• Your assignment: Reproduce word for word the entries from their first line through the line containing "27L167 32L216 37ZM33", including both ends.

• Data for this task:

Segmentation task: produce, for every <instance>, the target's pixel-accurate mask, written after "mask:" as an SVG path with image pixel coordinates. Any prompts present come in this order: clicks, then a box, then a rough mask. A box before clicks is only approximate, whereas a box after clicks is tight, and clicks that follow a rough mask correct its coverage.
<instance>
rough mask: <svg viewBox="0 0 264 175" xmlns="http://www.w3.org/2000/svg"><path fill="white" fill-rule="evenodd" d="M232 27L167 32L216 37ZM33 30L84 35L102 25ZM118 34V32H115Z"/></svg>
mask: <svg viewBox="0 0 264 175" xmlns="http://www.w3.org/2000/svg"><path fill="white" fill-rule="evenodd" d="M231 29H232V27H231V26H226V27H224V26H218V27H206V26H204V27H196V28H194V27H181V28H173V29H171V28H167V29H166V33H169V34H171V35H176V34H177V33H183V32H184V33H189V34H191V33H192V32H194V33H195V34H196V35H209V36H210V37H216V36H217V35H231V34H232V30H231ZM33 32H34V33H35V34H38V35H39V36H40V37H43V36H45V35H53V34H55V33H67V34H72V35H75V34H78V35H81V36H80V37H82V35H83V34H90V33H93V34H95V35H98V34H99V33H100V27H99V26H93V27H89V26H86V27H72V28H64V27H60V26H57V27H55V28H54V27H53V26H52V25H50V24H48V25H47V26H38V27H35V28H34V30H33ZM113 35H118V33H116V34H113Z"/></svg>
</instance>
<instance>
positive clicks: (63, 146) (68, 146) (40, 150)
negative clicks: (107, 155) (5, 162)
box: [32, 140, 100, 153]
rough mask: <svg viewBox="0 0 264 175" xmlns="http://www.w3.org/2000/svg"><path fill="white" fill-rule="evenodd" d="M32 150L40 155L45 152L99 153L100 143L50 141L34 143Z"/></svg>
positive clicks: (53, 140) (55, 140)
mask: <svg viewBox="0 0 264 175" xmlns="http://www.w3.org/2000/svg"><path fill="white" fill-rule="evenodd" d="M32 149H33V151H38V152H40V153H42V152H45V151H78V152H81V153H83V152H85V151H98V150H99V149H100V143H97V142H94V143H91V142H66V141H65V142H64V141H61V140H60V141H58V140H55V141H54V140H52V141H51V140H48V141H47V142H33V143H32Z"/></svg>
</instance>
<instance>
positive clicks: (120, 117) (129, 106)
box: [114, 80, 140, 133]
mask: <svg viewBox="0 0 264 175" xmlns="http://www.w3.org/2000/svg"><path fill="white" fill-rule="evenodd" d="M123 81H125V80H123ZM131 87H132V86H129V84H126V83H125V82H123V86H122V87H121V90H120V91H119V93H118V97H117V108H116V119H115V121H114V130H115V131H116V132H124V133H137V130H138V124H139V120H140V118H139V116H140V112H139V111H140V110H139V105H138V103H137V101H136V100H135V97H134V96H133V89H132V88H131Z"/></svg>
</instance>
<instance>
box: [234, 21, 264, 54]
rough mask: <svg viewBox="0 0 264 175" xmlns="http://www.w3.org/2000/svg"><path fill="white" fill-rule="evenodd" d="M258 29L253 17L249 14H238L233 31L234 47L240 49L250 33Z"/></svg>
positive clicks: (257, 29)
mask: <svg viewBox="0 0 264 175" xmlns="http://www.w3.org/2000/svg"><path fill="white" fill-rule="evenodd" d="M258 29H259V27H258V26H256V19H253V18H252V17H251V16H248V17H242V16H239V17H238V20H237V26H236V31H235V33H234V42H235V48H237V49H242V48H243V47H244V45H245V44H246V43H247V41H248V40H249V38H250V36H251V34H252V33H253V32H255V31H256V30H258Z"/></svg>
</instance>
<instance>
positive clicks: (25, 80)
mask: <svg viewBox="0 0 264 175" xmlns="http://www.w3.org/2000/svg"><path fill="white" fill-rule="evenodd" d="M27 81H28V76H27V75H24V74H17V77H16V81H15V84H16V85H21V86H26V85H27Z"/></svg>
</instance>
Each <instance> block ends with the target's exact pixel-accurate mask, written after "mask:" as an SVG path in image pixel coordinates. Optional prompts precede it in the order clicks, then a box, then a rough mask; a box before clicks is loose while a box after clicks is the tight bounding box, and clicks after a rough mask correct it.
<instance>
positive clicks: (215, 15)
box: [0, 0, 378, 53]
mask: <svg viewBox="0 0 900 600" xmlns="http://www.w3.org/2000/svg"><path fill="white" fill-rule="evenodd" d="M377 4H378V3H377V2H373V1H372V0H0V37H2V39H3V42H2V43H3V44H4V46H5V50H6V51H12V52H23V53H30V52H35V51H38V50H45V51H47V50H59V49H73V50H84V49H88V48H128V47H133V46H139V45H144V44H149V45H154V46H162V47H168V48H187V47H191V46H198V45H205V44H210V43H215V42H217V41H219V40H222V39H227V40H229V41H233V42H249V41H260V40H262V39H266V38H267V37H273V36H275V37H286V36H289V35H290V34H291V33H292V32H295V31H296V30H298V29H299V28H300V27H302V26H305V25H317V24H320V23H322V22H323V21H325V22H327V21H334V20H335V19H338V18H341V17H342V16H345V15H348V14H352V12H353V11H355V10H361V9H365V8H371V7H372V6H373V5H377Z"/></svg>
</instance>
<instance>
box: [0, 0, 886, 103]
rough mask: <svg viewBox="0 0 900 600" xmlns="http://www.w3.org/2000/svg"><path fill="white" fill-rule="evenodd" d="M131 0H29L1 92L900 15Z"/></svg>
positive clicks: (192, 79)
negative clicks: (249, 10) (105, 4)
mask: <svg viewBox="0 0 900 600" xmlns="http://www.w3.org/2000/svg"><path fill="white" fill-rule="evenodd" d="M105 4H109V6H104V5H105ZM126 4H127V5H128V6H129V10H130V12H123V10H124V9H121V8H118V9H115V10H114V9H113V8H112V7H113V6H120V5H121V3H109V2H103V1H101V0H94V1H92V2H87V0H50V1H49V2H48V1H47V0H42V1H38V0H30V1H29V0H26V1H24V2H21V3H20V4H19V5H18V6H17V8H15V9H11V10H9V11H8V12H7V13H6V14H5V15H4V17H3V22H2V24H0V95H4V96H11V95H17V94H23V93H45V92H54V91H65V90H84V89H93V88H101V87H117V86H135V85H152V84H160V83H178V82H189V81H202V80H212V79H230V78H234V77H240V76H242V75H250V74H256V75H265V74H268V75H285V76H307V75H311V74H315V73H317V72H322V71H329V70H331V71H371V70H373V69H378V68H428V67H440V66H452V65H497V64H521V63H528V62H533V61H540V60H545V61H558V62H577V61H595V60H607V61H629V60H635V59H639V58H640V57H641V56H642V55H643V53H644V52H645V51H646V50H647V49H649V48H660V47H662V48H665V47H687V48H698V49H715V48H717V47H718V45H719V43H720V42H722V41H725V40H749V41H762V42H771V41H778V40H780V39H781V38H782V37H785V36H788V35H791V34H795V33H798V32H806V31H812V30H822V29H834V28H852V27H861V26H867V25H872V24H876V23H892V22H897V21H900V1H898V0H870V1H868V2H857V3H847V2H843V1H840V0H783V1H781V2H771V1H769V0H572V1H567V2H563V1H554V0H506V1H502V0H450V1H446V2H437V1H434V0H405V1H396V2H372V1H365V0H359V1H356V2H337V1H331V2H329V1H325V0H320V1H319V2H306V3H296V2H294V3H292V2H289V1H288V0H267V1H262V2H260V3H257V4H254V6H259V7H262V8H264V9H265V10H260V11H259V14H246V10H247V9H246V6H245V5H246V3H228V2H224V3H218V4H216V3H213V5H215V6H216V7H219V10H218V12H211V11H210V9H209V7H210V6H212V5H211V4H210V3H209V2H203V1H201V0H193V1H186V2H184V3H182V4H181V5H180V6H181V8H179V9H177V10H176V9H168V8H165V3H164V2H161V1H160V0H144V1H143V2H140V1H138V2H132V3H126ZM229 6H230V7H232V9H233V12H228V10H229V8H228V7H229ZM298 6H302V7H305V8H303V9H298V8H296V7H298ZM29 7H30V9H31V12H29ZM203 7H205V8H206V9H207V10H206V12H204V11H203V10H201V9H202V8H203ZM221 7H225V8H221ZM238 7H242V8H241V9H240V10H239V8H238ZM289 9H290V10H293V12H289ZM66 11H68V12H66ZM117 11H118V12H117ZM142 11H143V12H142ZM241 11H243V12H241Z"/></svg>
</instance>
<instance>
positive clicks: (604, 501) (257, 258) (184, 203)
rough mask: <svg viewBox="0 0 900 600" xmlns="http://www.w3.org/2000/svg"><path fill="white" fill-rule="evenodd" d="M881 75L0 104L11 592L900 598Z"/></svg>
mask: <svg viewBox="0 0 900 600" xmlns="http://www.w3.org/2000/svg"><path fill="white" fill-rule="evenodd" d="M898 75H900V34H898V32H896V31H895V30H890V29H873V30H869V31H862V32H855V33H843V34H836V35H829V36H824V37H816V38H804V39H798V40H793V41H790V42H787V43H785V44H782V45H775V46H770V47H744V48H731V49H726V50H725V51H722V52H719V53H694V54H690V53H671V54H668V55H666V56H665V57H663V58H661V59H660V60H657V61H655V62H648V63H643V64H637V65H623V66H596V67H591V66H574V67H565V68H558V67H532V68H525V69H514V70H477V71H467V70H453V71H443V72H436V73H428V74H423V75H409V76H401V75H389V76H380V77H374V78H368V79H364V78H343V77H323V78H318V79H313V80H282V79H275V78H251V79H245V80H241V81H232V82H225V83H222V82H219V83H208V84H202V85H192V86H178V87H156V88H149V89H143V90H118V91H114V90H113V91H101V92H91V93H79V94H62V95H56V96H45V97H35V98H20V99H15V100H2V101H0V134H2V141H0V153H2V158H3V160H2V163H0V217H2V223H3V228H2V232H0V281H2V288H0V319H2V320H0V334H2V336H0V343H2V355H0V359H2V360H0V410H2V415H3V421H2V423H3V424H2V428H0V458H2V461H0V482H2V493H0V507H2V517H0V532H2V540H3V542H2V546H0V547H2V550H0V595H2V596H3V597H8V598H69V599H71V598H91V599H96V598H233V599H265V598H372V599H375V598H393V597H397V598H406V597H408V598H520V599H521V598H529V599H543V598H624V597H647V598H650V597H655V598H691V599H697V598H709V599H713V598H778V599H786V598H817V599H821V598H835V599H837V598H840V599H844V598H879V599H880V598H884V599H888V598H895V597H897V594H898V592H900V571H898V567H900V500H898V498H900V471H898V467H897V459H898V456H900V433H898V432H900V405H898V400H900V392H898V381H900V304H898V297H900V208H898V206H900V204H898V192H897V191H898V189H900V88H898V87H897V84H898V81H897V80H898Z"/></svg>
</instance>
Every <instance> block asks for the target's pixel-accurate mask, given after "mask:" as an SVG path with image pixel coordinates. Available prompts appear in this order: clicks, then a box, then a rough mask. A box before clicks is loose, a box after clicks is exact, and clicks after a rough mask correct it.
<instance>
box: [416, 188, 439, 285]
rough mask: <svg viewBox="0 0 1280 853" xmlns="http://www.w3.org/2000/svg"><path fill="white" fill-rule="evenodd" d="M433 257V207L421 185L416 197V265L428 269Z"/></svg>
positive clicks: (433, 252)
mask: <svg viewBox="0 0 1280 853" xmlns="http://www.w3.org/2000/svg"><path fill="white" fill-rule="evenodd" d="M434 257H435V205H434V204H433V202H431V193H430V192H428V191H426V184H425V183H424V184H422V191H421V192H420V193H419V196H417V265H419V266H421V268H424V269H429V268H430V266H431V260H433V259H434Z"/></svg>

• Solution to this exercise:
Segmentation task: produce, for every <instance>, the target's pixel-accurate mask, written after "mask:" as an SVG path with image pixel coordinates. Any prompts present come in this order: clicks, then a box, then a rough mask. A box before clicks is only approximate, whereas a box after clicks is tight, and clicks that follow a rough mask correct its coverage.
<instance>
rough mask: <svg viewBox="0 0 264 175" xmlns="http://www.w3.org/2000/svg"><path fill="white" fill-rule="evenodd" d="M232 27L167 32L216 37ZM33 30L84 35L102 25ZM118 34V32H115Z"/></svg>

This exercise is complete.